» **Text provided**:
Can you attach a sample? Perhaps the sender can be convinced to change the 
format to make the message look less spammy.



Re: HTML Source Rule

Posted by Richard Frovarp <Ri...@sendit.nodak.edu>.
Bret Miller wrote:
>> Hello, I was wondering if there is a way to write a rule for
>> HTML source code contained in an email. I am getting many of
>> these "Buy This Stock" emails and I am finding that the
>> pictures contained in them all have a portion of a line of
>> source that says...
>>
>> src="cid:
>>
>> Thanks in advance for any help anyone may be able to provide.
>>     
>
> So does every message sent from Outlook that includes an image. I'd
> suspect that you'd end up rejecting a lot of legitimate e-mail, unless
> no one that sends you e-mail uses Outlook or Outlook Express...
>
> Bret
>
>
>
>
>   

I have a few legit messages that are scoring over 5.0 due to SARE_STOCKS 
and the TVD rules to catch stocks, and this is after ALL_TRUSTED has 
done its work to reduce the score. These messages of course have inline 
images and are being sent via Outlook Express. Some of the scores on 
those rules are over 2.0. I have started to reduce the scores, as the 
stock messages I get usually have header problems and hit on Razor as 
well. I've seen legit messages fire the MY_CID set of rules enough to 
rack up a score of over 7.0 from those rules alone.

RE: HTML Source Rule

Posted by Bret Miller <br...@wcg.org>.
> Hello, I was wondering if there is a way to write a rule for 
> HTML source code contained in an email. I am getting many of 
> these "Buy This Stock" emails and I am finding that the 
> pictures contained in them all have a portion of a line of 
> source that says...
> 
> src="cid:
> 
> Thanks in advance for any help anyone may be able to provide.

So does every message sent from Outlook that includes an image. I'd
suspect that you'd end up rejecting a lot of legitimate e-mail, unless
no one that sends you e-mail uses Outlook or Outlook Express...

Bret

» **Problems and tasks**:
#1 List every rule name in the forum thread that contains an underscore.
#2 Count how many lines of the records contain the string "countertop", treating uppercase and lowercase as distinct, and give only the number.
The forum thread and the records are unrelated material.

» **Material for the task**:
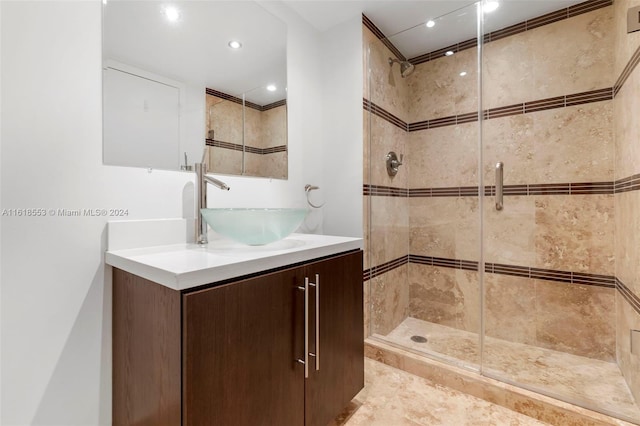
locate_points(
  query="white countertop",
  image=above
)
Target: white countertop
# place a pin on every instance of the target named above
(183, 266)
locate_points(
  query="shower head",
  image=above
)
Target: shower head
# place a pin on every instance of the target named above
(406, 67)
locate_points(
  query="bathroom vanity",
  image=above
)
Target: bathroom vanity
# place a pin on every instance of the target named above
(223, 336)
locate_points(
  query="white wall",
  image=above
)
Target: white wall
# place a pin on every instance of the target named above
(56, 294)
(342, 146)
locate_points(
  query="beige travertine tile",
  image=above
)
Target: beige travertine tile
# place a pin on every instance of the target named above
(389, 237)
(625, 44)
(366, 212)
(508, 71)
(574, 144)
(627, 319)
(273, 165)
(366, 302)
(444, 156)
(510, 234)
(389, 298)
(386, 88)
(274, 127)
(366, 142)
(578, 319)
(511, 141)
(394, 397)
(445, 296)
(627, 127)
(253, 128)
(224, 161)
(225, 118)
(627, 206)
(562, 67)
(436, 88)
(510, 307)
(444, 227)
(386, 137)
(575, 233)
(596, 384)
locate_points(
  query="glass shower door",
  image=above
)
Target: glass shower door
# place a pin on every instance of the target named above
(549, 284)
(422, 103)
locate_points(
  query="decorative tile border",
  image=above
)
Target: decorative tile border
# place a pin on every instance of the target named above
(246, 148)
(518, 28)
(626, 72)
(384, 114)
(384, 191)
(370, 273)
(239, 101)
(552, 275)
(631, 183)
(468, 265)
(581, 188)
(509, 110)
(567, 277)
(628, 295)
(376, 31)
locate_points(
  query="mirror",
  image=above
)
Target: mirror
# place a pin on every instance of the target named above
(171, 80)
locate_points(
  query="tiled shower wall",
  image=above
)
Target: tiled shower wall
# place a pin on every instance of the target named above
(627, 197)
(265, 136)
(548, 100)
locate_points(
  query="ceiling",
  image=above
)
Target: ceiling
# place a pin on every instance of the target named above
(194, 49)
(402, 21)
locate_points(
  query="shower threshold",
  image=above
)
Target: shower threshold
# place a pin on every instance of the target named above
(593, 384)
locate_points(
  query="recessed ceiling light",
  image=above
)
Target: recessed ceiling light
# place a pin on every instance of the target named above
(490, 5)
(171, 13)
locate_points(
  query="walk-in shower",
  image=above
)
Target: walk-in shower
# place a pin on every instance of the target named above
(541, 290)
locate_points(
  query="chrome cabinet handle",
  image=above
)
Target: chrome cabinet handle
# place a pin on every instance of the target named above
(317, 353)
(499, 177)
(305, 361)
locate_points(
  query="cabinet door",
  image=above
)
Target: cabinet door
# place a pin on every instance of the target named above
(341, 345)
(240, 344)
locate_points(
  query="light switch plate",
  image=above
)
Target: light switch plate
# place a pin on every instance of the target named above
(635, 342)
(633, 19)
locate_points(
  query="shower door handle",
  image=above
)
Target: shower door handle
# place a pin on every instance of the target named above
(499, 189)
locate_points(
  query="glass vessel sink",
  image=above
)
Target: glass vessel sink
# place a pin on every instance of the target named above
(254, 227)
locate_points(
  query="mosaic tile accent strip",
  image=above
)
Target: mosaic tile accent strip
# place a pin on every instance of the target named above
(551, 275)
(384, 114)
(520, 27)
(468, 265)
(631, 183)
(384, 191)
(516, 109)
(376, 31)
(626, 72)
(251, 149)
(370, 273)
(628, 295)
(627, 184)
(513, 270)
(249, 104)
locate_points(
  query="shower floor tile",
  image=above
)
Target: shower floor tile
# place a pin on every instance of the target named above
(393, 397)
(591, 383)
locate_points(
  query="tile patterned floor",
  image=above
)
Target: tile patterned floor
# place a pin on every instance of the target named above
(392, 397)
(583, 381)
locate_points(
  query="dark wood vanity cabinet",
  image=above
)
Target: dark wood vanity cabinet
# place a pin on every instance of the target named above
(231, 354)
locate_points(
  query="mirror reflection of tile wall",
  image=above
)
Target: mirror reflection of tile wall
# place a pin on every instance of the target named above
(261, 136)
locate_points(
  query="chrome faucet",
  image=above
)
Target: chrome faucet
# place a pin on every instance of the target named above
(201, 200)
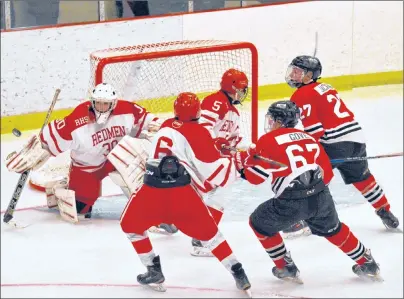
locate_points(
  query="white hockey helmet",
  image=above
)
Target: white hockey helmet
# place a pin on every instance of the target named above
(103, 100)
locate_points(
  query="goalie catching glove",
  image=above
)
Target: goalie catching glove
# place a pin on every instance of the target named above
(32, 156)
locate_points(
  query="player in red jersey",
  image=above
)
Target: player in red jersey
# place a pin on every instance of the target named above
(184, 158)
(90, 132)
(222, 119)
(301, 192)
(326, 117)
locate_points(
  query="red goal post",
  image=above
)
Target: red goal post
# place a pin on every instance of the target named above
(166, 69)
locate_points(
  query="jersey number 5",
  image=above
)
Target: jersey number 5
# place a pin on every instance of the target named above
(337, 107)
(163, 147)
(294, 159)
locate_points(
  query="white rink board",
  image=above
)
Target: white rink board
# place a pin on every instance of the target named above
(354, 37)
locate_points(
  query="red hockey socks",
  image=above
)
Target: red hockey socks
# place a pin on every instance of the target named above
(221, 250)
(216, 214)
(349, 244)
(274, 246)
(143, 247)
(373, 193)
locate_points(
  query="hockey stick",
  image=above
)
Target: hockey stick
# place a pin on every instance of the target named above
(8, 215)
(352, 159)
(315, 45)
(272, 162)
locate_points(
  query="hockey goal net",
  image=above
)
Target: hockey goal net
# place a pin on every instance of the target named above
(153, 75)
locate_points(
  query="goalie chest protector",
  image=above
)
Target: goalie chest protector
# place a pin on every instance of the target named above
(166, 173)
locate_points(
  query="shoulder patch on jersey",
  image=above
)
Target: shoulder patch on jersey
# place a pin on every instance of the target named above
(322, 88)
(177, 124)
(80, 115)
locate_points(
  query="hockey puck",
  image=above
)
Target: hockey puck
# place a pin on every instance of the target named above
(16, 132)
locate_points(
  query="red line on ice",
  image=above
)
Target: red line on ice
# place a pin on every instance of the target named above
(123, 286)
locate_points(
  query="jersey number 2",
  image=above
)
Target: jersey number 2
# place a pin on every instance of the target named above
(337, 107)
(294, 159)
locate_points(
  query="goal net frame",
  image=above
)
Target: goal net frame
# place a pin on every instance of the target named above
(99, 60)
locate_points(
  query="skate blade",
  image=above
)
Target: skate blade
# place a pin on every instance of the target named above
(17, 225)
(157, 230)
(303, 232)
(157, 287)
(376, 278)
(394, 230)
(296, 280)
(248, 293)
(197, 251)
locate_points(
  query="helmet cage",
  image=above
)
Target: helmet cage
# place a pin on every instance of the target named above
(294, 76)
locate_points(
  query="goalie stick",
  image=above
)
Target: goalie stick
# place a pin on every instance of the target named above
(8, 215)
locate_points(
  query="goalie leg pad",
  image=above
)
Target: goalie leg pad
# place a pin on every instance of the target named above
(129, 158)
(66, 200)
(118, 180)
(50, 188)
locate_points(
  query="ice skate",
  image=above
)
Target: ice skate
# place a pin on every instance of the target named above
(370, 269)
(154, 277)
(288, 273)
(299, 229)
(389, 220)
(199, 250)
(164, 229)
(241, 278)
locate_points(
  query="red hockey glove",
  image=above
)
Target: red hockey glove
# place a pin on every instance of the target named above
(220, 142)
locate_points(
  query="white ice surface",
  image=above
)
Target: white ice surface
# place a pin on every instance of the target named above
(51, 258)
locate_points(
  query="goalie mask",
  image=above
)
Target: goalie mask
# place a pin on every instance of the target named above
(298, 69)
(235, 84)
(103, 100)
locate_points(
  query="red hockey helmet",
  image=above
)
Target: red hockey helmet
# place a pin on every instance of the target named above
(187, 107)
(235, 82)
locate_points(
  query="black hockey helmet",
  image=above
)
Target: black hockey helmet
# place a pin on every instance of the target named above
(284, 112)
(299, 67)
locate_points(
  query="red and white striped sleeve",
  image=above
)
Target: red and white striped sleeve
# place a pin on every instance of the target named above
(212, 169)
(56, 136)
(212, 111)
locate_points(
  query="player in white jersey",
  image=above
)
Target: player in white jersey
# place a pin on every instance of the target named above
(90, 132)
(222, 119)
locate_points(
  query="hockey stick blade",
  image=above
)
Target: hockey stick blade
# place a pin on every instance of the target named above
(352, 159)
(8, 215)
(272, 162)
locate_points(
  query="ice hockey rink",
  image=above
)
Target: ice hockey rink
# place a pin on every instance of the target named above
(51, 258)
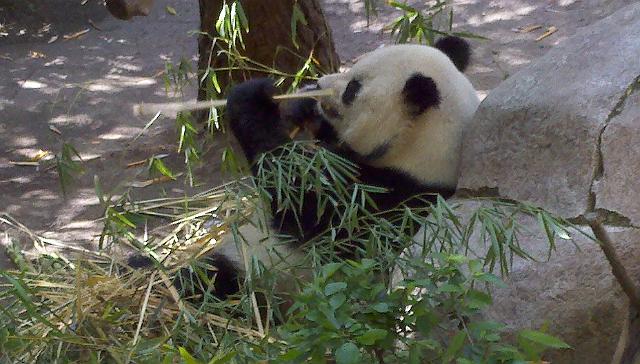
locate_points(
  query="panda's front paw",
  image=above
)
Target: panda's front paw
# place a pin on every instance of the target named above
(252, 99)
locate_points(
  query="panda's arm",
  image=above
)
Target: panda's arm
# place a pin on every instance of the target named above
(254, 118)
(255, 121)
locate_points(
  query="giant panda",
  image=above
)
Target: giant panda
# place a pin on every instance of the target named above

» **Task solutions**:
#1 SARE_STOCKS, ALL_TRUSTED, MY_CID

#2 2